═════ Rows ═════

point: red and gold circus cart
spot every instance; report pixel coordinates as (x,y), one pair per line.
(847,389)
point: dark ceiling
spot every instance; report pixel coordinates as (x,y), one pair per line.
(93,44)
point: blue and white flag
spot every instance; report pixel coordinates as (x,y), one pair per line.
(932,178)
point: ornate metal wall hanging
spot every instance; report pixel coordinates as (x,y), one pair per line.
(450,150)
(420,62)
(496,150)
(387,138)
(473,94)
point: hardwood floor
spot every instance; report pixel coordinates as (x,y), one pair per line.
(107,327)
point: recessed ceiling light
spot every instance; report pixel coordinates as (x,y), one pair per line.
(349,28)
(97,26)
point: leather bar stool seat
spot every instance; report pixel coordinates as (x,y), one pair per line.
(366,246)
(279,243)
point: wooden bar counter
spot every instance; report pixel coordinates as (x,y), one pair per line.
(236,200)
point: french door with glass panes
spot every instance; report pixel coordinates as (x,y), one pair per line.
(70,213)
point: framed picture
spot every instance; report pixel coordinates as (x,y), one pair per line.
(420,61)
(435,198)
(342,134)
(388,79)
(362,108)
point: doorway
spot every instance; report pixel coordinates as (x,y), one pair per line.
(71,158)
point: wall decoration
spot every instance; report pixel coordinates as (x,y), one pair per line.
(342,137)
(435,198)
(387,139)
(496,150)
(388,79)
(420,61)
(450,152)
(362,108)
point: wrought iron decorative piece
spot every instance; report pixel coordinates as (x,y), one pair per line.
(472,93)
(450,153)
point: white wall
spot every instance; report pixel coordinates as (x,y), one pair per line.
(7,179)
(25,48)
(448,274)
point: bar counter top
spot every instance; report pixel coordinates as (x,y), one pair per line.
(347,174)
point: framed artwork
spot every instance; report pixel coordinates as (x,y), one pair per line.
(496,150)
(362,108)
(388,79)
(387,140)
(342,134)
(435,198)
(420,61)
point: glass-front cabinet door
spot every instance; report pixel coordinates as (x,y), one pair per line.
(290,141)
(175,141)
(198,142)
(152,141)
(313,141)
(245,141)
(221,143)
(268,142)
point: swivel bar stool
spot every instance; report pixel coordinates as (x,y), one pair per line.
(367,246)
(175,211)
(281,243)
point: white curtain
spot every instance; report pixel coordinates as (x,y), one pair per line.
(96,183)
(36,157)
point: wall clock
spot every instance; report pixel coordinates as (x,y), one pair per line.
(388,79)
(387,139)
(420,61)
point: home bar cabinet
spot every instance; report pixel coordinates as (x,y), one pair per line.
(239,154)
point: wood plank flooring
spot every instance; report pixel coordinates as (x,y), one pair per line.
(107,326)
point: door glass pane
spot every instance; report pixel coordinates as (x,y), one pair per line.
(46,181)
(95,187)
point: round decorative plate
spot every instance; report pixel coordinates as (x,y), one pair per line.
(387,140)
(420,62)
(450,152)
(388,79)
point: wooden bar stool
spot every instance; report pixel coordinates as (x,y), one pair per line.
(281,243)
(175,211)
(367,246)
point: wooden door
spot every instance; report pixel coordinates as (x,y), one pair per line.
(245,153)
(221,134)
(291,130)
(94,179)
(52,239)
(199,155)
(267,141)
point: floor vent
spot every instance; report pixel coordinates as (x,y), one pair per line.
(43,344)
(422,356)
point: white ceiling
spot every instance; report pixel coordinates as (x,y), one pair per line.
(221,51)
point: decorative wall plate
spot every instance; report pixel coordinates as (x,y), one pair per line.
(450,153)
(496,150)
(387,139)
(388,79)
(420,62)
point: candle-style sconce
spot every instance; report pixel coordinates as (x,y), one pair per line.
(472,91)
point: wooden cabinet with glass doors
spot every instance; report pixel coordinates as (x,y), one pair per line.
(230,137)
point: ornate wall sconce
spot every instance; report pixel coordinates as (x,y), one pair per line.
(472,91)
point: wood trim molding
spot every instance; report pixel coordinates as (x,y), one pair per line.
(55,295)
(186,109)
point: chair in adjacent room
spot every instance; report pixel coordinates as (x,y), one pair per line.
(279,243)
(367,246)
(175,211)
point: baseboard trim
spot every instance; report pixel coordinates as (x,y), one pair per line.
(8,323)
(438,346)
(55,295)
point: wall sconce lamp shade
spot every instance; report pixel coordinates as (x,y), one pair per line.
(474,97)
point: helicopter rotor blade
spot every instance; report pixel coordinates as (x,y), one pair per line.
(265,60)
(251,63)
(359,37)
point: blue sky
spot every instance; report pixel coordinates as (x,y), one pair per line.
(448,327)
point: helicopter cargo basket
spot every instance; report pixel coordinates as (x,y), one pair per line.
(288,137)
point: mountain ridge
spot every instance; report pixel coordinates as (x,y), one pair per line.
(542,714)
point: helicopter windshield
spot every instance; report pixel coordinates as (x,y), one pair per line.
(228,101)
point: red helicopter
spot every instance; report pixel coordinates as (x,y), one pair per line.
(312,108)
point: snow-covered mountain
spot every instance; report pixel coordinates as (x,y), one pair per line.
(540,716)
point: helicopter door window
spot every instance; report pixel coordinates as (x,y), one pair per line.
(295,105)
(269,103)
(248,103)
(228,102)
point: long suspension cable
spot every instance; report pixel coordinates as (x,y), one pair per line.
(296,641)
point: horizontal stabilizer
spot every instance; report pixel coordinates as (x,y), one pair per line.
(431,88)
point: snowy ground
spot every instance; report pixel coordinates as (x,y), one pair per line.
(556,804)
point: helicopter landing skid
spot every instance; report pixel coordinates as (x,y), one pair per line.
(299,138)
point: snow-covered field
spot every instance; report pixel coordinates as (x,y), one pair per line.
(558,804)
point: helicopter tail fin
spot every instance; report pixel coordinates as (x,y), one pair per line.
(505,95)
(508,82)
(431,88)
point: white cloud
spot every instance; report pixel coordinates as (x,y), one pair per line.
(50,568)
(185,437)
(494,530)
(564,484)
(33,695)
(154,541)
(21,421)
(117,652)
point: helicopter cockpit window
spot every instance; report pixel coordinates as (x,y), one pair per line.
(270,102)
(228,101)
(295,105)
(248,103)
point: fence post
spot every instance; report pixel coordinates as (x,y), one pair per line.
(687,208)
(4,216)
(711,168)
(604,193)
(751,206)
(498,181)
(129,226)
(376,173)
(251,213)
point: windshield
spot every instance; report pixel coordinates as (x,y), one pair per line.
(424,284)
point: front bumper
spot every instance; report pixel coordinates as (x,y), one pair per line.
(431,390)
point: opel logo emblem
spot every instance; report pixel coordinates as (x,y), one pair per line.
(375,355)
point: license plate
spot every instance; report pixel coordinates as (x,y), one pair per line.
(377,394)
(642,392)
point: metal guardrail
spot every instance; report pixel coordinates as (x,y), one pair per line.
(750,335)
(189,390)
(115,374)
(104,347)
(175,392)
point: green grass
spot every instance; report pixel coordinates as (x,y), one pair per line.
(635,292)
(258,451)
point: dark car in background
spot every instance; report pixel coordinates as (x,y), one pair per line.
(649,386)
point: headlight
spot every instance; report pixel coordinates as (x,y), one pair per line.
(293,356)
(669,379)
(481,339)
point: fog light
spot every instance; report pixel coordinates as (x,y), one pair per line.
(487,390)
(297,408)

═════

Written exercise:
Please lay out every line of the records above as a Markdown table with two columns, Row and Line. Number the rows in order and leave out blank lines.

Exercise output:
| Row | Line |
|---|---|
| 1 | point: red and gold circus cart |
| 2 | spot every instance; report pixel coordinates as (x,y), one pair per line. |
| 3 | (847,389) |
| 4 | point: dark ceiling |
| 5 | spot every instance; report pixel coordinates as (x,y), one pair per line. |
| 6 | (93,44) |
| 7 | point: blue and white flag |
| 8 | spot every instance; report pixel coordinates as (x,y), one pair per line. |
| 9 | (932,178) |
| 10 | point: ornate metal wall hanging |
| 11 | spot every instance; report pixel coordinates as (x,y), one pair per line. |
| 12 | (450,150) |
| 13 | (420,62) |
| 14 | (496,150) |
| 15 | (387,138) |
| 16 | (473,94) |
| 17 | point: hardwood floor |
| 18 | spot every instance; report pixel coordinates as (x,y), one pair per line. |
| 19 | (107,327) |
| 20 | point: recessed ceiling light |
| 21 | spot every instance; report pixel coordinates as (x,y), one pair per line. |
| 22 | (349,28) |
| 23 | (97,26) |
| 24 | point: leather bar stool seat |
| 25 | spot every instance; report pixel coordinates as (x,y), one pair per line. |
| 26 | (366,246) |
| 27 | (279,243) |
| 28 | point: wooden bar counter |
| 29 | spot every instance; report pixel coordinates as (x,y), one pair per line. |
| 30 | (236,200) |
| 31 | point: french door with glass panes |
| 32 | spot every instance; report pixel coordinates as (x,y), one pair per line. |
| 33 | (70,213) |
| 34 | point: framed picture |
| 35 | spot every instance; report pixel coordinates as (x,y), one pair per line. |
| 36 | (420,61) |
| 37 | (435,198) |
| 38 | (342,134) |
| 39 | (388,79) |
| 40 | (362,108) |
| 41 | point: doorway |
| 42 | spot every instance; report pixel coordinates as (x,y), one pair per line. |
| 43 | (71,158) |
| 44 | point: wall decoration |
| 45 | spot every instance; report pixel coordinates as (x,y), one pair per line. |
| 46 | (342,137) |
| 47 | (435,198) |
| 48 | (387,139) |
| 49 | (496,150) |
| 50 | (388,79) |
| 51 | (420,61) |
| 52 | (450,152) |
| 53 | (362,108) |
| 54 | point: wrought iron decorative piece |
| 55 | spot every instance; report pixel coordinates as (x,y), one pair per line. |
| 56 | (472,93) |
| 57 | (450,153) |
| 58 | point: white wall |
| 59 | spot every instance; report pixel coordinates as (x,y), one pair per line. |
| 60 | (7,179) |
| 61 | (25,48) |
| 62 | (448,274) |
| 63 | point: bar counter top |
| 64 | spot every instance; report pixel coordinates as (x,y), one pair per line. |
| 65 | (347,174) |
| 66 | point: framed artwork |
| 67 | spot every instance; report pixel coordinates as (x,y), one pair per line. |
| 68 | (496,150) |
| 69 | (362,108) |
| 70 | (388,79) |
| 71 | (387,140) |
| 72 | (342,134) |
| 73 | (435,198) |
| 74 | (420,61) |
| 75 | point: glass-front cabinet door |
| 76 | spot every instance; report pixel coordinates as (x,y), one pair per line. |
| 77 | (290,141) |
| 78 | (175,141) |
| 79 | (198,142) |
| 80 | (152,141) |
| 81 | (313,141) |
| 82 | (245,141) |
| 83 | (221,143) |
| 84 | (268,142) |
| 85 | point: swivel bar stool |
| 86 | spot every instance; report pixel coordinates as (x,y), one pair per line. |
| 87 | (367,246) |
| 88 | (175,211) |
| 89 | (281,243) |
| 90 | point: white curtain |
| 91 | spot every instance; report pixel coordinates as (x,y), one pair per line. |
| 92 | (96,183) |
| 93 | (36,157) |
| 94 | point: wall clock |
| 95 | spot every instance; report pixel coordinates as (x,y), one pair per line. |
| 96 | (388,79) |
| 97 | (387,139) |
| 98 | (420,61) |
| 99 | point: home bar cabinet |
| 100 | spot every instance; report pixel coordinates as (x,y), one pair per line. |
| 101 | (239,154) |
| 102 | point: wood plank flooring |
| 103 | spot every instance; report pixel coordinates as (x,y), one pair per line. |
| 104 | (107,326) |
| 105 | point: door glass pane |
| 106 | spot every instance; report pixel coordinates as (x,y), one pair per line. |
| 107 | (46,181) |
| 108 | (95,187) |
| 109 | point: round decorative plate |
| 110 | spot every instance; report pixel coordinates as (x,y), one pair per line. |
| 111 | (387,140) |
| 112 | (420,62) |
| 113 | (450,152) |
| 114 | (388,79) |
| 115 | point: wooden bar stool |
| 116 | spot every instance; report pixel coordinates as (x,y), one pair per line. |
| 117 | (281,243) |
| 118 | (175,211) |
| 119 | (367,246) |
| 120 | point: wooden door |
| 121 | spot every instance; report pixel coordinates as (x,y), one pair per line. |
| 122 | (245,153) |
| 123 | (221,134) |
| 124 | (291,130) |
| 125 | (94,179) |
| 126 | (52,239) |
| 127 | (199,155) |
| 128 | (267,141) |
| 129 | point: floor vent |
| 130 | spot every instance; report pixel coordinates as (x,y), one pair per line. |
| 131 | (43,344) |
| 132 | (422,356) |
| 133 | point: white ceiling |
| 134 | spot every instance; report pixel coordinates as (x,y), one pair per line. |
| 135 | (221,51) |
| 136 | point: decorative wall plate |
| 137 | spot every instance; report pixel coordinates as (x,y), one pair per line. |
| 138 | (450,153) |
| 139 | (496,150) |
| 140 | (387,139) |
| 141 | (388,79) |
| 142 | (420,62) |
| 143 | point: candle-style sconce |
| 144 | spot every instance; report pixel coordinates as (x,y), one pair per line. |
| 145 | (472,91) |
| 146 | point: wooden cabinet with glass doors |
| 147 | spot every instance; report pixel coordinates as (x,y), one pair per line. |
| 148 | (230,137) |
| 149 | point: ornate wall sconce |
| 150 | spot every instance; report pixel coordinates as (x,y), one pair per line. |
| 151 | (472,91) |
| 152 | point: wood trim molding |
| 153 | spot every instance; report pixel coordinates as (x,y), one pair per line. |
| 154 | (55,295) |
| 155 | (186,109) |
| 156 | point: chair in adjacent room |
| 157 | spot every instance; report pixel coordinates as (x,y), one pair per line. |
| 158 | (279,243) |
| 159 | (367,246) |
| 160 | (175,211) |
| 161 | point: baseboard trim |
| 162 | spot every instance; report pixel coordinates as (x,y), one pair per line. |
| 163 | (8,323) |
| 164 | (438,346) |
| 165 | (55,295) |
| 166 | point: wall sconce lamp shade |
| 167 | spot every instance; report pixel coordinates as (x,y), one pair per line. |
| 168 | (474,97) |
| 169 | point: helicopter rotor blade |
| 170 | spot every instance; report pixel coordinates as (x,y), one pair per line. |
| 171 | (265,60) |
| 172 | (251,63) |
| 173 | (359,37) |
| 174 | point: blue sky |
| 175 | spot every instance; report pixel coordinates as (x,y), one pair per line. |
| 176 | (448,327) |
| 177 | point: helicopter cargo basket |
| 178 | spot every instance; report pixel coordinates as (x,y), one pair per line. |
| 179 | (288,137) |
| 180 | point: mountain ridge |
| 181 | spot every instance; report pixel coordinates as (x,y), one pair per line. |
| 182 | (542,714) |
| 183 | point: helicopter windshield |
| 184 | spot every instance; report pixel coordinates as (x,y), one pair per line. |
| 185 | (228,101) |
| 186 | point: red helicopter |
| 187 | spot every instance; report pixel coordinates as (x,y), one pair per line. |
| 188 | (312,108) |
| 189 | point: snow-covered mountain |
| 190 | spot every instance; report pixel coordinates as (x,y), one pair per line. |
| 191 | (540,716) |
| 192 | point: helicopter door window |
| 193 | spot every instance; report pixel coordinates as (x,y), one pair per line. |
| 194 | (295,105) |
| 195 | (269,103) |
| 196 | (248,103) |
| 197 | (228,102) |
| 198 | point: long suspension cable |
| 199 | spot every instance; report pixel coordinates as (x,y), one pair per line. |
| 200 | (296,641) |
| 201 | point: horizontal stabilizer |
| 202 | spot every instance; report pixel coordinates as (x,y), one pair per line. |
| 203 | (431,88) |
| 204 | point: snowy ground |
| 205 | spot every instance; report pixel coordinates as (x,y), one pair per line. |
| 206 | (556,804) |
| 207 | point: helicopter landing skid |
| 208 | spot every instance; report pixel coordinates as (x,y), one pair per line. |
| 209 | (299,138) |
| 210 | point: snow-covered field |
| 211 | spot every instance; report pixel coordinates as (x,y), one pair per line. |
| 212 | (558,804) |
| 213 | point: helicopter tail fin |
| 214 | spot every instance; report pixel coordinates as (x,y), one pair per line. |
| 215 | (505,95) |
| 216 | (508,82) |
| 217 | (431,88) |
| 218 | point: white cloud |
| 219 | spot every instance; report pixel coordinates as (x,y), one pair per line. |
| 220 | (50,568) |
| 221 | (185,437) |
| 222 | (494,530) |
| 223 | (564,484) |
| 224 | (33,695) |
| 225 | (154,541) |
| 226 | (21,421) |
| 227 | (117,652) |
| 228 | point: helicopter cockpit window |
| 229 | spot every instance; report pixel coordinates as (x,y), one pair per line. |
| 230 | (270,102) |
| 231 | (228,101) |
| 232 | (295,105) |
| 233 | (248,103) |
| 234 | point: fence post |
| 235 | spot every instance; report pixel coordinates as (x,y), one pair per line. |
| 236 | (687,208) |
| 237 | (4,216) |
| 238 | (711,168) |
| 239 | (604,193) |
| 240 | (751,206) |
| 241 | (498,181) |
| 242 | (129,226) |
| 243 | (376,173) |
| 244 | (251,213) |
| 245 | point: windshield |
| 246 | spot every instance; report pixel coordinates as (x,y), one pair per line. |
| 247 | (424,284) |
| 248 | point: front bumper |
| 249 | spot every instance; report pixel coordinates as (x,y), one pair per line. |
| 250 | (431,390) |
| 251 | point: opel logo emblem |
| 252 | spot every instance; report pixel coordinates as (x,y), one pair per line. |
| 253 | (375,355) |
| 254 | point: license plate |
| 255 | spot every instance; report pixel coordinates as (x,y), one pair per line. |
| 256 | (377,394) |
| 257 | (642,392) |
| 258 | point: metal guardrail |
| 259 | spot every instance; report pixel coordinates as (x,y), one pair per line. |
| 260 | (750,335) |
| 261 | (189,390) |
| 262 | (115,374) |
| 263 | (104,347) |
| 264 | (175,392) |
| 265 | point: green grass |
| 266 | spot every instance; report pixel coordinates as (x,y), one pair per line. |
| 267 | (635,292) |
| 268 | (258,451) |
| 269 | point: dark car in background |
| 270 | spot every instance; report pixel coordinates as (x,y), one pair per line. |
| 271 | (649,386) |
| 272 | point: headlight |
| 273 | spot every instance; report pixel coordinates as (x,y), one pair per line. |
| 274 | (293,356) |
| 275 | (669,379) |
| 276 | (481,339) |
| 277 | point: fog light |
| 278 | spot every instance; report pixel coordinates as (x,y), one pair per line. |
| 279 | (487,390) |
| 280 | (297,408) |